§ **Provided records**
'''
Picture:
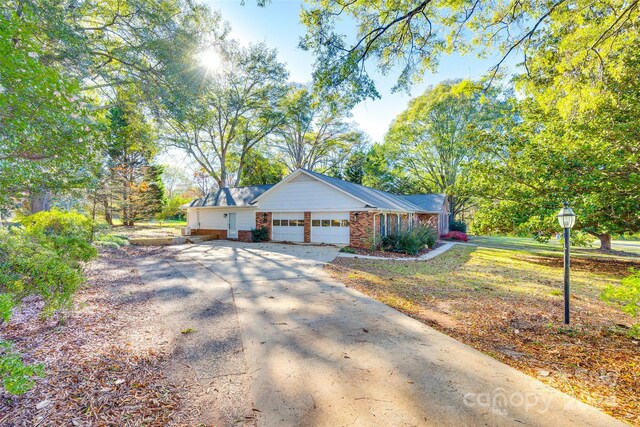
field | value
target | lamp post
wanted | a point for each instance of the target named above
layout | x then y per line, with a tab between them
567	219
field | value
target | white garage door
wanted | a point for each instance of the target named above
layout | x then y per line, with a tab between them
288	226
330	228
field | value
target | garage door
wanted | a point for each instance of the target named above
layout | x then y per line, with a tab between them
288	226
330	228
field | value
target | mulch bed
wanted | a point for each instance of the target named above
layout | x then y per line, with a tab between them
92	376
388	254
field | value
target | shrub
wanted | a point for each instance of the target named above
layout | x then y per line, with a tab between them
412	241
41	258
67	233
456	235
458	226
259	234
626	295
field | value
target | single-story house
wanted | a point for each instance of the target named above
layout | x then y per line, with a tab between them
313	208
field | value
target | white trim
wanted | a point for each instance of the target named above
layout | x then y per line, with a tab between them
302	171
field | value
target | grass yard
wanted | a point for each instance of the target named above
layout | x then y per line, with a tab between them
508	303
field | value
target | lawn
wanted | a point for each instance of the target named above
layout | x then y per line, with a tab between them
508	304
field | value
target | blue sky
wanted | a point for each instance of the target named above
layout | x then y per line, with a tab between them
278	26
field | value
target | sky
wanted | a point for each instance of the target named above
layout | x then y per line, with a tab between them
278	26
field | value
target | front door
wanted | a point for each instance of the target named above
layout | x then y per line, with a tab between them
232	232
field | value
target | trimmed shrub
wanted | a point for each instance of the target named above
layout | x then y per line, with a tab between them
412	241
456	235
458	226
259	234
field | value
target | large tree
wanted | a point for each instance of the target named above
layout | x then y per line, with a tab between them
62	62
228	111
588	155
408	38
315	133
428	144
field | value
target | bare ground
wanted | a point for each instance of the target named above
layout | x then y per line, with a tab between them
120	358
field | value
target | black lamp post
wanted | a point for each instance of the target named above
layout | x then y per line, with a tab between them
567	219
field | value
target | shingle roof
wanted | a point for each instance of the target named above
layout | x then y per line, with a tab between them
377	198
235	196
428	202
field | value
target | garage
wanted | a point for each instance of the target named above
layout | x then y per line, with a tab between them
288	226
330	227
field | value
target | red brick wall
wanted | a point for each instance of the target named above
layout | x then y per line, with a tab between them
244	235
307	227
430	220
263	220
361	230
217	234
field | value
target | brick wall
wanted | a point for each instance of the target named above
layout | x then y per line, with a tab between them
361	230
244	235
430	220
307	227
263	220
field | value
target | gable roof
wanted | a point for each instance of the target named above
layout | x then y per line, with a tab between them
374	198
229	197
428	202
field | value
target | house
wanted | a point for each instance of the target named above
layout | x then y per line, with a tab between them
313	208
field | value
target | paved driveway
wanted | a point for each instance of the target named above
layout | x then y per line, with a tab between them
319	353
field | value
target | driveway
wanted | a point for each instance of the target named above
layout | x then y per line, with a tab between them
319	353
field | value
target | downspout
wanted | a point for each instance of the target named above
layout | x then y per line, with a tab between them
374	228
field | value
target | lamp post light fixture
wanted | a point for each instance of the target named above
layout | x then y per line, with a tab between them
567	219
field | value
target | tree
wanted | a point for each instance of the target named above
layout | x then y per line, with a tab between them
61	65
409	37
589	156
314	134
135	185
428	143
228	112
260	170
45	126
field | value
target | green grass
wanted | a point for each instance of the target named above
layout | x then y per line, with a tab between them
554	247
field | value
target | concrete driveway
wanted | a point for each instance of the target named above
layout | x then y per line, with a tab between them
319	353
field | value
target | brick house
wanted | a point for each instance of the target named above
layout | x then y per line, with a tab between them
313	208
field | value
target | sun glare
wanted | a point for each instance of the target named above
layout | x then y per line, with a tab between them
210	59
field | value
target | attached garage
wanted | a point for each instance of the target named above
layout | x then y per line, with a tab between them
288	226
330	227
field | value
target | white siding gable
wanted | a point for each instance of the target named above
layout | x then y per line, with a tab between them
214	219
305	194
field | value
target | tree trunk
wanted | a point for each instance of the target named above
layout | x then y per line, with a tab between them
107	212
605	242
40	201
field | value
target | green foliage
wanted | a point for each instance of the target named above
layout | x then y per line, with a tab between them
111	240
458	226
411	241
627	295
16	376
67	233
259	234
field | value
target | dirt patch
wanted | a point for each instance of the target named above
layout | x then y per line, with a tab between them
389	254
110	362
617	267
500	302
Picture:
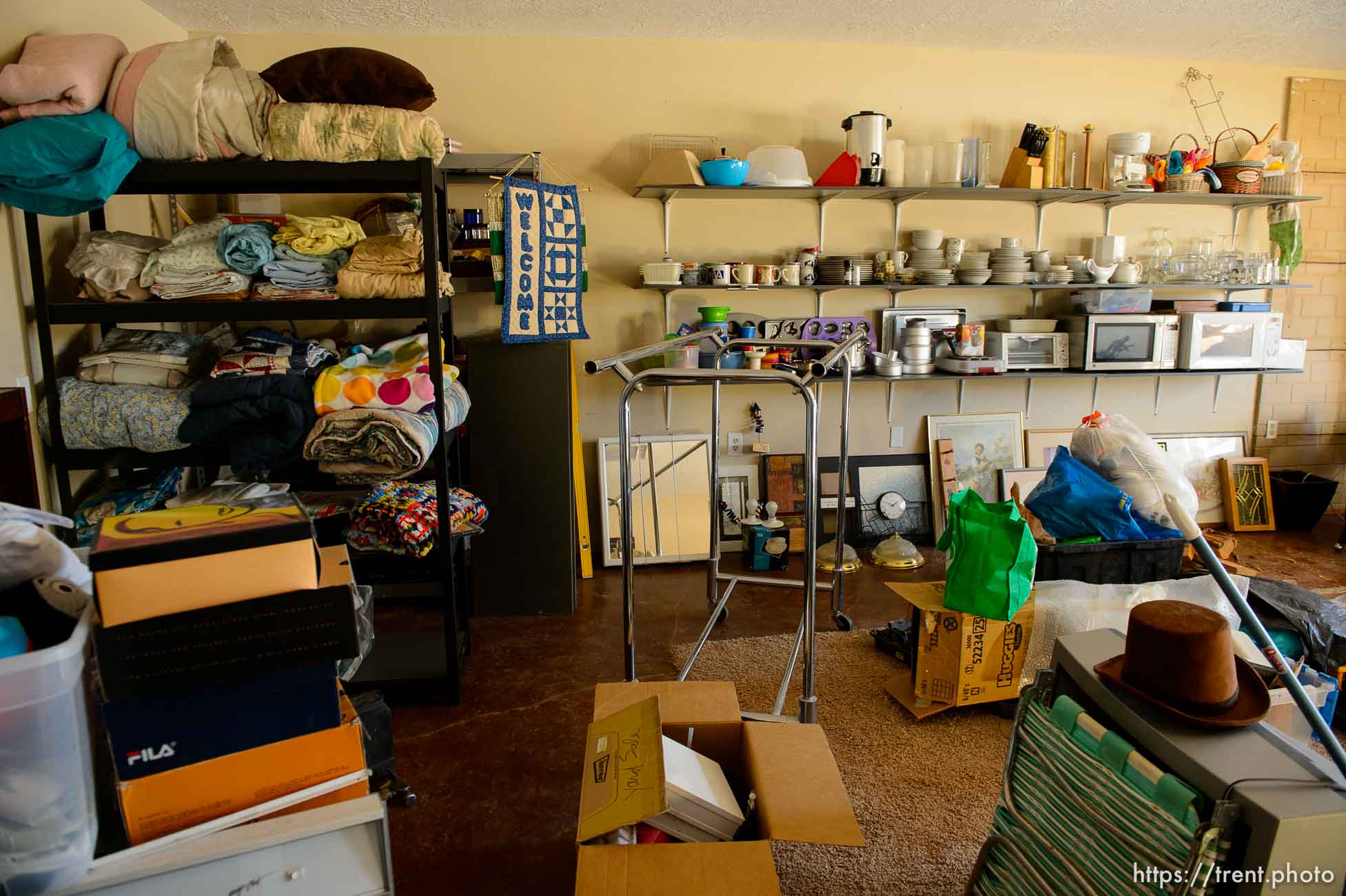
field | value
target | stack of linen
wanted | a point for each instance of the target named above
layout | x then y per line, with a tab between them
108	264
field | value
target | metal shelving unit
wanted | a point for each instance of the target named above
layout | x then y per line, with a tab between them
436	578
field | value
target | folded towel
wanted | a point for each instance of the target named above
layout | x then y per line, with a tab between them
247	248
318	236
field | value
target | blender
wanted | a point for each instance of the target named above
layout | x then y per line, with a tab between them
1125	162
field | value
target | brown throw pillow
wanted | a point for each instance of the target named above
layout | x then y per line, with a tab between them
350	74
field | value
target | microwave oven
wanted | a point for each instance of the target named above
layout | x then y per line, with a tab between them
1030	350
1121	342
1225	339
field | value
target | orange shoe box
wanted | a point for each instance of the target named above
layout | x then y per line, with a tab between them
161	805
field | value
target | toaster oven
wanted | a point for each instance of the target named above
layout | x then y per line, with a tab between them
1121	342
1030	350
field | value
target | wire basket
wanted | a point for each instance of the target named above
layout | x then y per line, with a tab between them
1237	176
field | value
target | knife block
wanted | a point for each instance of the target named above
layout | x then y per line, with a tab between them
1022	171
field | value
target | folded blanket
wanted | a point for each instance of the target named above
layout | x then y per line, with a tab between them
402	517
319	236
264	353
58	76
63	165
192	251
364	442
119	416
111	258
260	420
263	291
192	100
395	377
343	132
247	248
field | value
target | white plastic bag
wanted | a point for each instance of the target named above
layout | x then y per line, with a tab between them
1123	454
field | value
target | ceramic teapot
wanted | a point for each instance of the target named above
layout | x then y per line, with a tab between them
'''
§ **Written instruction**
Count the lines in the records above that contain the string "house", and reply with the number alone.

§ **Reply**
3